> [Exercise description] First find the line with "In every <instance>" in the entries below, then set down exactly every line through the line with "positive clicks: (495, 574)", that line included.

> [Records for processing]

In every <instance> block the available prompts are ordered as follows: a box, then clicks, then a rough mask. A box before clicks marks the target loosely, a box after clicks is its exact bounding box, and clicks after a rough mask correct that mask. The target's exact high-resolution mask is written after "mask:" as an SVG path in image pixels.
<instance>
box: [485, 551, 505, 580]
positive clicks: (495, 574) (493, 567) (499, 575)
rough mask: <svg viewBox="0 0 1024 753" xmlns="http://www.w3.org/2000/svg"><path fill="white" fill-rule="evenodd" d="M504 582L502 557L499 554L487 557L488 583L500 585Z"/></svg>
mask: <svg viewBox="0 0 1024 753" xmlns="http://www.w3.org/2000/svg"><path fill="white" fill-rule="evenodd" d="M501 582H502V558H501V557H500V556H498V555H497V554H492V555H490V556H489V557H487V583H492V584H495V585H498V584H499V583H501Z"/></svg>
* * *
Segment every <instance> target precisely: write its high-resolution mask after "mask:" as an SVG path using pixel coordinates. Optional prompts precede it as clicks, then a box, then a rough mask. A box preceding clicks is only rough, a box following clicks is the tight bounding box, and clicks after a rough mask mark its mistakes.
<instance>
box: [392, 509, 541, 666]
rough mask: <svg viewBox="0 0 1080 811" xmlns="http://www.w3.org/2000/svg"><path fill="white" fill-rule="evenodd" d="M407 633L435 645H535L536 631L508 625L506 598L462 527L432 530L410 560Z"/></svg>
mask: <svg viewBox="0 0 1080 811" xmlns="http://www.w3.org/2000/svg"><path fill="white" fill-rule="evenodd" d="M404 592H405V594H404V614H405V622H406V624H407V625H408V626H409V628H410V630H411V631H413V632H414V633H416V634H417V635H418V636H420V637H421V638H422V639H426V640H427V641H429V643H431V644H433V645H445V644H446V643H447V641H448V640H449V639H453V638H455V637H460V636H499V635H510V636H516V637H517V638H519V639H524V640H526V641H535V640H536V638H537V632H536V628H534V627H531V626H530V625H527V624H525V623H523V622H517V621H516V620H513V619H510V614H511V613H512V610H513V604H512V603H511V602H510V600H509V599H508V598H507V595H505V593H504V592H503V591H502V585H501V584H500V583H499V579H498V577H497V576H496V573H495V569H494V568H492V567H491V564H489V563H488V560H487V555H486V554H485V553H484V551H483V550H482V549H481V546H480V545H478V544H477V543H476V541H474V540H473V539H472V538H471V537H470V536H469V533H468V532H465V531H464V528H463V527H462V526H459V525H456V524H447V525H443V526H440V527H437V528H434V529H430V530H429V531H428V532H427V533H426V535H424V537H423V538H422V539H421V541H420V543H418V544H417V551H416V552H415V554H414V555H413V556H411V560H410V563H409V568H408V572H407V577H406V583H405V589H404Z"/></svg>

> [Solution for this task]
In every <instance> block the available prompts are ordered as follows: a box, then clicks, then a rough mask. A box before clicks marks the target loosely, a box after clicks is its exact bounding box, and clicks after a rough mask correct that mask. The target's exact high-resolution mask is written after "mask:" as an SVG path in image pixels.
<instance>
box: [485, 551, 505, 580]
positive clicks: (495, 574) (493, 567) (499, 575)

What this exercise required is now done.